Trecho do texto:
+ + + + + + +
8:50E o povo, sabe votar?

por Célio Heitor Guimarães

Poucas vezes se viu uma eleição tão chocha como esta que se aproxima. Há um desinteresse palpável no ar. Os candidatos não empolgaram os eleitores e a disputa se resume ao resultado das pesquisas de intenção de voto. Mas é possível acreditar nos institutos de coleta da opinião pública? É claro que não. O passado não os recomenda. Salvo raríssimas exceções, não são confiáveis. Como entidades comerciais, trabalham sob encomenda. Mais: tais “pesquisas”, conduzidas por metodologias falhas e superficiais, prestam-se para induzir o eleitor, posto que no Brasil o eleitor tem a tendência de confundir eleição com corrida de cavalos e votar em quem supostamente está na frente ou eventualmente tem mais possibilidade de vitória. Um absurdo!

Com meu filósofo favorito, Rubem Alves, aprendi que votos e eleições dão a impressão de democracia. Porque votos e eleições são (ou deveriam ser) meios para que os ideais do povo se realizem. Só que, como também ensina Rubem, é aí que se encontra a delicadeza e a fragilidade da democracia: “para que ela se realize, é preciso que o povo saiba pensar”.

E – sejamos francos – pensar, lamentavelmente, não tem sido uma das atividades mais profícuas do povo – seja ele curitibano, paranaense ou brasileiro. Prova é a presença de tantos ratos na vida pública nacional. Povo que não pensa, não sabe identificar os ratos. E, inocentemente, vai abrindo buracos para que eles entrem. Através do voto.

Nesta época de eleição, antes de comparecer à urna, o eleitor deveria lembrar de “A Revolução dos Bichos”, de George Orwell, aquela deliciosa fábula aqui já referida, de uma fazenda onde a bicharada resolveu fazer uma revolução democrática contra o fazendeiro opressor. No final, enquanto o cavalo, que fazia o trabalho pesado, vai parar numa fábrica de mortadela, os porcos, na qualidade de líderes dos bichos, fazem uma aliança com o fazendeiro e acabam juntos no poder.
+ + + + + + +
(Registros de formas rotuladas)
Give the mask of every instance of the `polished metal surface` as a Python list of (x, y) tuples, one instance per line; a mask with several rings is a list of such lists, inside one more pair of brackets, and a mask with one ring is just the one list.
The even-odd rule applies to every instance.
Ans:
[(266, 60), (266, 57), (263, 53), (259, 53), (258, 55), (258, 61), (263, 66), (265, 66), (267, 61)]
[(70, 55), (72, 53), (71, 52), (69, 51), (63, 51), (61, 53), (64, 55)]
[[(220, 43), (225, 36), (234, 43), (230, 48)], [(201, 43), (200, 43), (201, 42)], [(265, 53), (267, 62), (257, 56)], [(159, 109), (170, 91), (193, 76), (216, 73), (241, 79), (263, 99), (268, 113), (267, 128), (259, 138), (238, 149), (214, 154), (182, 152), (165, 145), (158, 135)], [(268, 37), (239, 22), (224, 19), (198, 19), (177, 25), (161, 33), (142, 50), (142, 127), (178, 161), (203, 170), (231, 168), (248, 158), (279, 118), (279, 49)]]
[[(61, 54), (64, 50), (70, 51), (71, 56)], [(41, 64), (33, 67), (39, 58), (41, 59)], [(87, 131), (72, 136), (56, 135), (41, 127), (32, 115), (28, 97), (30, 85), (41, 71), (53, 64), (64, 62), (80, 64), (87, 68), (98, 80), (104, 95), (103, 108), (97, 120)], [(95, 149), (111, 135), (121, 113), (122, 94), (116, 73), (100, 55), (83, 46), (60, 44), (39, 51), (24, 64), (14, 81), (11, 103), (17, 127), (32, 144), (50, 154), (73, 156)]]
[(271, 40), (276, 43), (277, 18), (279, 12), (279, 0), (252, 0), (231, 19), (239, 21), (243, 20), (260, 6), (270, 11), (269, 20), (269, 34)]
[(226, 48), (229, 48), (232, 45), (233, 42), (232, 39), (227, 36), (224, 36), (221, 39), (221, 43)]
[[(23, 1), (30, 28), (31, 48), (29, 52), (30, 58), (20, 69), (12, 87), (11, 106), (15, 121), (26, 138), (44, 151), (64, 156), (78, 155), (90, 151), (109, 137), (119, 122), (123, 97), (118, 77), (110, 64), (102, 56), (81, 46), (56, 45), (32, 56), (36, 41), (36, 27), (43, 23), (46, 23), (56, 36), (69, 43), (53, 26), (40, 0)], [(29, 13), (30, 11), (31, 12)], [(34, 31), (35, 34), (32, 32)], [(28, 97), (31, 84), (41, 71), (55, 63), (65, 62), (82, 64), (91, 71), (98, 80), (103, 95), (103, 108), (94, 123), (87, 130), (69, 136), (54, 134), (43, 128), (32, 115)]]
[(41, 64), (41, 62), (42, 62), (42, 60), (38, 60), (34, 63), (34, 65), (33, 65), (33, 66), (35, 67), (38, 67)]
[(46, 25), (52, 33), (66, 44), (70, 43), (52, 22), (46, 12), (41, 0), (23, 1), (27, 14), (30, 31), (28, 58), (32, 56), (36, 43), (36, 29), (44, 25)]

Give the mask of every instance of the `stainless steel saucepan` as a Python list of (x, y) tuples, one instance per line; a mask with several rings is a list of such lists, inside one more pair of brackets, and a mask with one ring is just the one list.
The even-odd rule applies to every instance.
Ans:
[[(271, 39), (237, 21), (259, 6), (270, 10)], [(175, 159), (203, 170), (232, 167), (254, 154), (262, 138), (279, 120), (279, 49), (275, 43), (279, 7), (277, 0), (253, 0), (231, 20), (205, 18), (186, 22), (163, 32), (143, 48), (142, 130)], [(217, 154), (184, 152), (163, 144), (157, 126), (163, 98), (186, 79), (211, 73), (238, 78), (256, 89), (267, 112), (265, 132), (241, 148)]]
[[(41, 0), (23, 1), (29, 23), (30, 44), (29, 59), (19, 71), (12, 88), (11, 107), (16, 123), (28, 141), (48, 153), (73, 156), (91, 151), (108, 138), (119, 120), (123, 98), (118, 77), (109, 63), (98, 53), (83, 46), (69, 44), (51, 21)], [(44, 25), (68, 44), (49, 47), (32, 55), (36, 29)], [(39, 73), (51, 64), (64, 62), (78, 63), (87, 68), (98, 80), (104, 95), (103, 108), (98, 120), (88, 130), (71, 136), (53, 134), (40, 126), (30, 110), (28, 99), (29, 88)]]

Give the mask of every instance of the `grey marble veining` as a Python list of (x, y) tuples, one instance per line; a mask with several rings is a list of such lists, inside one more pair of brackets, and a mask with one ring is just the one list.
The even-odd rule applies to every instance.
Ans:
+ + + + + + +
Enunciado da tarefa: Reproduza, sem alterações, o trecho do texto sobre a eleição entre "E – sejamos" e "Através do voto.", inclusive. Este material provém de outra fonte.

Resposta completa:
E – sejamos francos – pensar, lamentavelmente, não tem sido uma das atividades mais profícuas do povo – seja ele curitibano, paranaense ou brasileiro. Prova é a presença de tantos ratos na vida pública nacional. Povo que não pensa, não sabe identificar os ratos. E, inocentemente, vai abrindo buracos para que eles entrem. Através do voto.